▶ DIRECTIONS FOR THIS TASK
Since only the text is wanted, print every entry below exactly and omit the images.

:: DATASET EXCERPTS

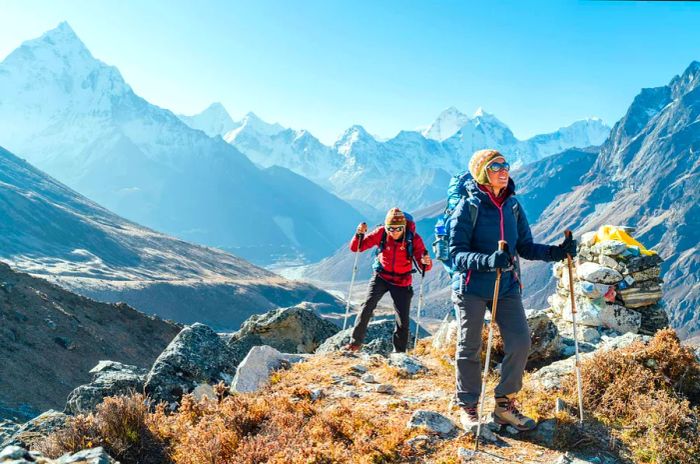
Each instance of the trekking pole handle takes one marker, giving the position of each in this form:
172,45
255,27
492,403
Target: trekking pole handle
568,234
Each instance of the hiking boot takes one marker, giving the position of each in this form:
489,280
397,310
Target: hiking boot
506,413
353,347
469,417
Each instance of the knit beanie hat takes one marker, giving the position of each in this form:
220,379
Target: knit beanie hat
395,218
478,163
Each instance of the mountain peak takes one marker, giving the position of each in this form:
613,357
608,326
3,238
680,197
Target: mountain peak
62,36
448,123
213,121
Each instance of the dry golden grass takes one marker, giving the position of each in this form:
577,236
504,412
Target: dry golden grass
281,424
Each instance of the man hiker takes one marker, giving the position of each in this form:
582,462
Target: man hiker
399,247
474,256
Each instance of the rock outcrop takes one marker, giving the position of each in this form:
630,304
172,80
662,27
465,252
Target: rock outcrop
298,329
110,378
616,285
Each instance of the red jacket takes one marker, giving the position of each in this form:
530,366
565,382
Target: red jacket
394,258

::::

▶ ANSWER BELOW
Each instance of the trekking pole handle takes one marker, giving the position of each in this form:
172,45
255,27
492,403
Target: trekking pole handle
568,234
Each instance of the hiking boot takes one marker, giving the position of each in this form:
489,280
397,310
Target: hiking boot
506,413
353,347
469,417
Each instance of the knit beanie hat takes one marker, giving the position of each in this form:
220,379
Target: knit beanie hat
395,218
478,163
Each instance of the mountain peak takes one marker, giving the position of each in this form:
613,357
608,326
3,238
680,197
Target: mountain peak
62,36
448,123
213,121
Each instance of the dry golden grass takes one marker, giving the position of each in this form:
577,236
504,412
Target: dry golden grass
281,424
Each instance of the man hiker takes one marker, giving the position of each in this form:
582,462
Target: man hiker
399,247
474,256
Each instance of the rock outcrop takes one marker, giving the position of each in this form:
630,304
172,80
662,27
465,252
Target: rock outcrop
298,329
110,378
616,285
Each instance of the red jacket takes one marker, giving the position of each in this form:
530,366
565,382
Target: red jacket
394,258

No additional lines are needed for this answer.